§ Page excerpt:
++++
This corporate action follows the conversion of approximately $0.3 million in outstanding promissory notes into 253,205 shares of Series A Preferred Stock on June 28, 2024. The notes were converted by an accredited investor, as defined by the Securities Act. The shares were issued under an exemption from registration requirements, implying that they are not available for public sale without proper registration or a specific exemption.

The Series A Preferred Stock comes with specific rights and restrictions, including conversion provisions and limitations on ownership and share caps. These terms were initially outlined in a Certificate of Designation filed on January 8, 2024, and subsequently amended on April 19, 2024. The latest amendment, as of June 28, 2024, was included in the same filing as the Certificate of Amendment.

The conversion price for the Series A Preferred Stock is set to be at least equal to or above the closing price of the company's common stock on the Nasdaq Stock Market on the last trading day before the date the Series A Certificate was approved by the board, subject to standard adjustments.

Interactive Strength's strategic move to increase its preferred stock capacity indicates a potential for raising additional capital or restructuring current debts. The company's common stock is listed on the Nasdaq Stock Market under the ticker TRNR.

In other recent news, Interactive Strength Inc. has made substantial financial adjustments, including modifying the terms of a convertible note and warrant with an investor, and terminating a common stock purchase agreement. The Texas-based electronic equipment manufacturer has reduced the conversion price of the senior unsecured convertible note to $4.00, with the remaining principal amount standing at $150,171.02. The exercise price of the associated warrant has also been adjusted to $4.00, thus increasing the shares of common stock issuable under the warrant to 288,900 shares.

The company also declared a 1-for-40 reverse stock split, aiming to comply with the Nasdaq Capital Market's minimum bid price requirement. This action is expected to reduce the number of Interactive Strength's outstanding shares from about 26.6 million to approximately 664,526. Furthermore, Interactive Strength raised approximately $1 million through a registered direct offering and concurrent private placement, selling over 5 million shares of its common stock alongside unregistered warrants, with H.C. Wainwright & Co. serving as the exclusive placement agent.

In addition, Interactive Strength converted $3 million of its $8 million senior loan into equity, effectively reducing its debt liabilities. The maturity date for the remaining balance has been extended to December 2024. These recent developments highlight the company's strategic financial maneuvers aimed at managing its debts while expanding its market presence.
++++
§ What is needed:
Quote the Interactive Strength passage word for word, starting at "In addition, Interactive" and ending after "its market presence.".

§ Supplied data:
++++
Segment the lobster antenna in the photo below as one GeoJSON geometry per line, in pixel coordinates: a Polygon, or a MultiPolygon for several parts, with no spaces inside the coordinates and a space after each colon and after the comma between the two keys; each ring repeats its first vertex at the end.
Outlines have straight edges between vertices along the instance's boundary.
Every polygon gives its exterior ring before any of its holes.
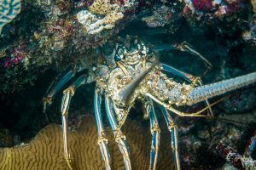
++++
§ Expected answer:
In addition, Interactive Strength converted $3 million of its $8 million senior loan into equity, effectively reducing its debt liabilities. The maturity date for the remaining balance has been extended to December 2024. These recent developments highlight the company's strategic financial maneuvers aimed at managing its debts while expanding its market presence.